▶ **Provided records**:

☆ ☆ ☆ ☆ ☆

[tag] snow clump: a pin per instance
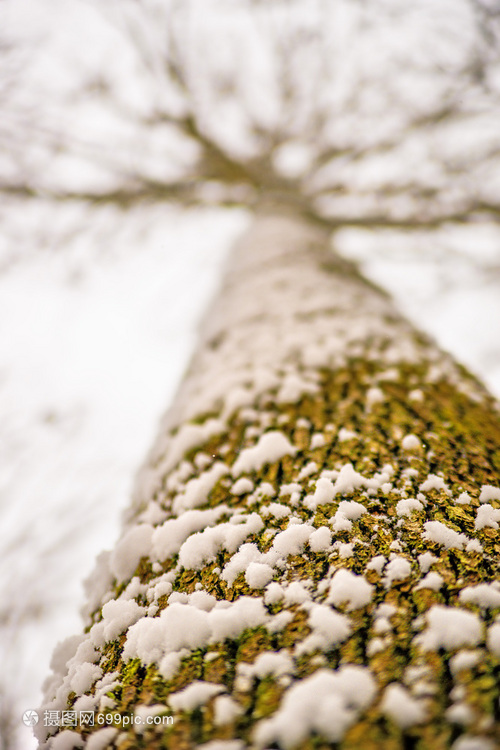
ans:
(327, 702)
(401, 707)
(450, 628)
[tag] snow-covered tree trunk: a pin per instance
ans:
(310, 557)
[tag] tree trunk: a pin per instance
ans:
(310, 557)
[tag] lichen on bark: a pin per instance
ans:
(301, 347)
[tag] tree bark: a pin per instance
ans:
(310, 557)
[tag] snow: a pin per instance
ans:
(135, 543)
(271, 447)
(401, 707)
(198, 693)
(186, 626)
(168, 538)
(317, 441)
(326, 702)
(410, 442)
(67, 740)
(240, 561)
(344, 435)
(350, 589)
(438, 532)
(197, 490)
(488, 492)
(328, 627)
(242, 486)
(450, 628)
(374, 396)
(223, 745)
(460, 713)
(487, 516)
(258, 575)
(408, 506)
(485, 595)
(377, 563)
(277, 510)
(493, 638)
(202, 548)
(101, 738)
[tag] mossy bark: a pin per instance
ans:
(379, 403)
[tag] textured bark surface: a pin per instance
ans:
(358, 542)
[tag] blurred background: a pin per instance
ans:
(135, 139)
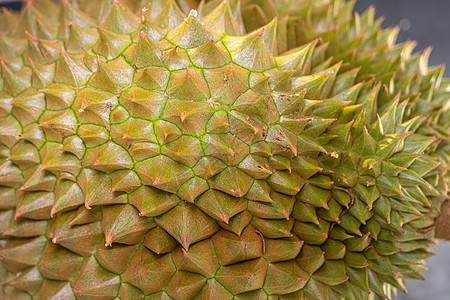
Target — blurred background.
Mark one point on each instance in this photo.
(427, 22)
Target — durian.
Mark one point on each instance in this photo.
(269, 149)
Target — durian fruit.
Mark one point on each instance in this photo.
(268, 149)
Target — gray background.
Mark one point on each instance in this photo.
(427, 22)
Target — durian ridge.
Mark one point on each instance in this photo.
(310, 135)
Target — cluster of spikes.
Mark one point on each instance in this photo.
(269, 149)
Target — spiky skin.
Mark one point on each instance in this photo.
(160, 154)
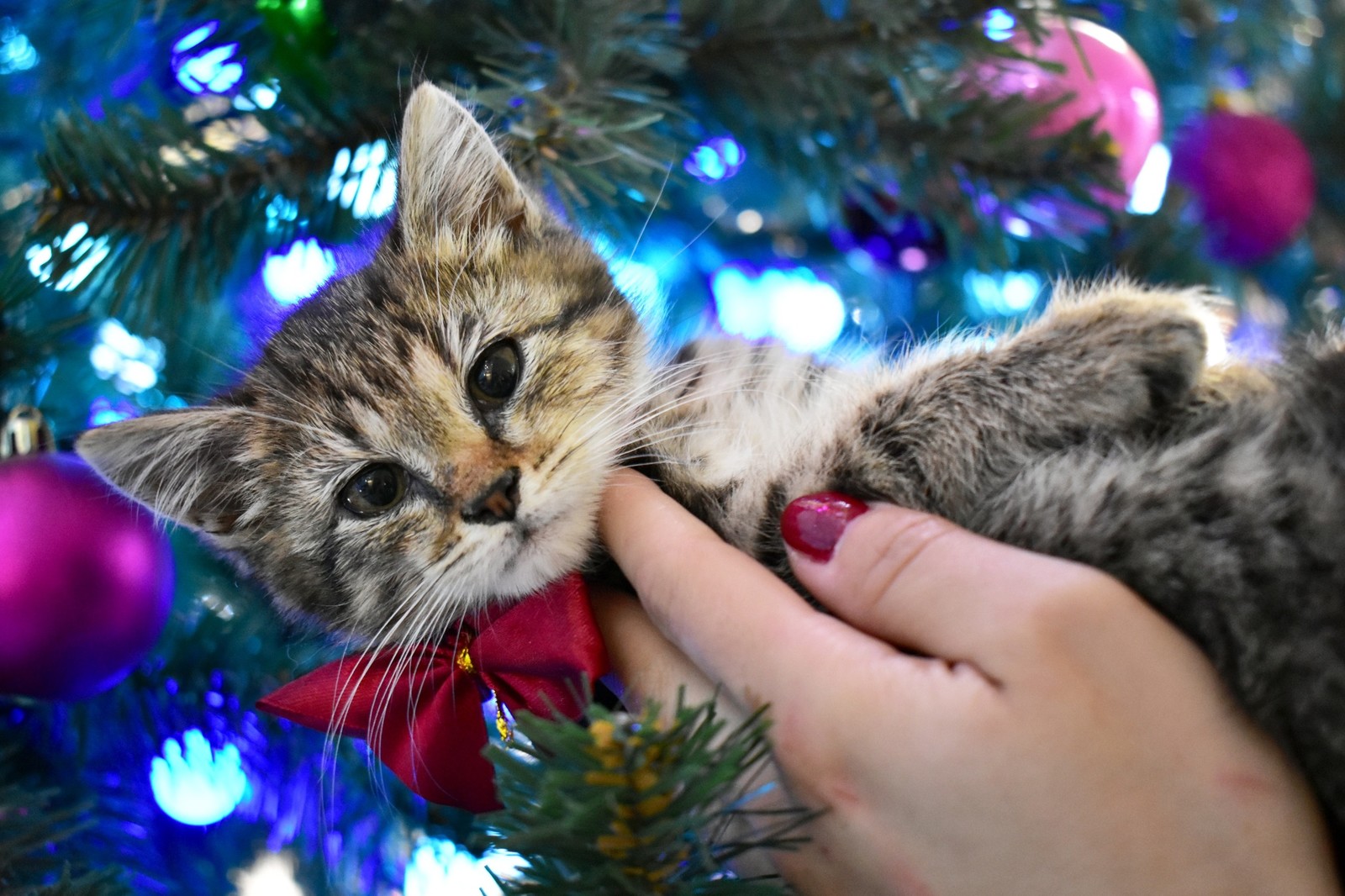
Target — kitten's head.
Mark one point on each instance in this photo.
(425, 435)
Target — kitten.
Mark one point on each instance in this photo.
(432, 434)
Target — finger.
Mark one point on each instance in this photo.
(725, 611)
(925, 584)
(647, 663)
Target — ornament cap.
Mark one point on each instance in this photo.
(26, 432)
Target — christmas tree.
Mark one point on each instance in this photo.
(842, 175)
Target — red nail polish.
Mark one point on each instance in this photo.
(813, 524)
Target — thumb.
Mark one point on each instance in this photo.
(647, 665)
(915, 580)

☆ ☆ ☆ ☆ ☆

▶ **Problem**:
Reproduce all of the data above word for word, omitting the pictures.

▶ **Solution to the problem**:
[tag] snow clump: a pin per instance
ans:
(327, 702)
(401, 707)
(450, 628)
[tag] snow-covered tree trunk: a pin per instance
ans:
(310, 557)
[tag] tree trunk: a pin per instance
ans:
(310, 557)
[tag] lichen on bark: a pin per instance
ans:
(301, 347)
[tag] tree bark: a pin per instance
ans:
(310, 557)
[tag] snow: a pin per instance
ans:
(135, 543)
(271, 447)
(401, 707)
(198, 693)
(186, 626)
(168, 538)
(317, 441)
(326, 702)
(410, 442)
(67, 740)
(240, 561)
(344, 435)
(350, 589)
(438, 532)
(197, 490)
(488, 492)
(328, 627)
(242, 486)
(450, 628)
(374, 396)
(223, 745)
(460, 713)
(487, 516)
(258, 575)
(408, 506)
(485, 595)
(377, 563)
(277, 510)
(493, 638)
(202, 548)
(101, 738)
[tag] mossy bark: a pin per instance
ans:
(379, 403)
[tag] textured bark surface: a pin per instance
ans:
(358, 542)
[tag] blurred background: a pin per instance
ans:
(135, 139)
Target — blurred background.
Mark one point on each instance in this photo.
(427, 22)
Target — durian.
Mark one point on each instance in this photo.
(269, 149)
Target — durian fruit.
Mark one point on each instance in this photo.
(268, 149)
Target — gray background.
Mark one point on each instance in this photo.
(427, 22)
Target — durian ridge.
Mark one point on each instance in this photo.
(310, 135)
Target — cluster of spikes.
Mark one point on each instance in this photo.
(269, 149)
Target — spiky skin.
Mark one point on each instance in this photo.
(160, 154)
Target — kitten's head.
Mark one point on each instance in this photo.
(425, 435)
Target — kitten.
Mark one point on each instance in this photo.
(432, 434)
Target — finger.
Mark one point on each instance in this photo.
(725, 611)
(925, 584)
(647, 663)
Target — ornament cap.
Mark one point on each instance in this photo.
(26, 432)
Target — christmas tree.
Mark one point on each instance in this photo.
(842, 175)
Target — red nail polish.
Mark one point on each instance in this photo.
(813, 524)
Target — thumb.
Mark one point on each instance in this photo.
(647, 665)
(915, 580)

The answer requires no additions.